Problem >>
Return, word for word, the part of the passage on the origins of "hurricane" and "typhoon" that runs from "Two hands spiraled" up to and including "extrapolation.".

>> BEGIN Supplied passage

Two hands spiraled off the head in opposite directions, an apt
representation of the circular action of a hurricane. Some sources claim
this god's name was also a variant of Hurakan. Others disagree. You'll
also come across interpretations stating the Maya and Taino considered
this an "evil god" or "evil spirit." This is probably a modern
extrapolation.
The word entered English as "furacano" or "furacane" in a 1555
translation of writings by Columbus. The first recorded use of
"hurricane" was by Governor John Winthrop of the Massachusetts Bay
Colony who wrote of the "Great Colonial Hurricane" of August 1635 that
passed between Boston and Plymouth, Massachusetts
"Typhoon" comes from two different sources. In Cantonese, the word
"taai" translates to "great" and "fung" to "wind." A "taai fung" is a
"great wind." "Taifu," in Japanese has about the same meaning.

>> END Supplied passage
>> BEGIN Material shown

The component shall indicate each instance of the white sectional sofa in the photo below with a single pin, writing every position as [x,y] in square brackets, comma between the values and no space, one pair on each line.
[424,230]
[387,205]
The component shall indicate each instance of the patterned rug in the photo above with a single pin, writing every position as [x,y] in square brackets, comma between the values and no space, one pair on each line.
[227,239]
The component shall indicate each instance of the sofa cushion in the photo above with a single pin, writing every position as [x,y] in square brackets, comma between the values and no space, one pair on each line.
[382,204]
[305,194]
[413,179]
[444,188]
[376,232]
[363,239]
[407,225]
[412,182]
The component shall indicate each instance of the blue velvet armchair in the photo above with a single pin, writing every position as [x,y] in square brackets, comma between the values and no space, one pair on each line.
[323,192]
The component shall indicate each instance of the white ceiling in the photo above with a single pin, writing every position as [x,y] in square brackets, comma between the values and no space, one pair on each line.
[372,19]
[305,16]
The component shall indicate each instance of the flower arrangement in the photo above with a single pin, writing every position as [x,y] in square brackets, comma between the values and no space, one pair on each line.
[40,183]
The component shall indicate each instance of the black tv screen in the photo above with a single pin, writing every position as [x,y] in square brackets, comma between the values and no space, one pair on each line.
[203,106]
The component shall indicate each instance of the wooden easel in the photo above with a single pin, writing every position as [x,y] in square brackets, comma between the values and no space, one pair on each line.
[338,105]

>> END Material shown

The completed task >>
Two hands spiraled off the head in opposite directions, an apt
representation of the circular action of a hurricane. Some sources claim
this god's name was also a variant of Hurakan. Others disagree. You'll
also come across interpretations stating the Maya and Taino considered
this an "evil god" or "evil spirit." This is probably a modern
extrapolation.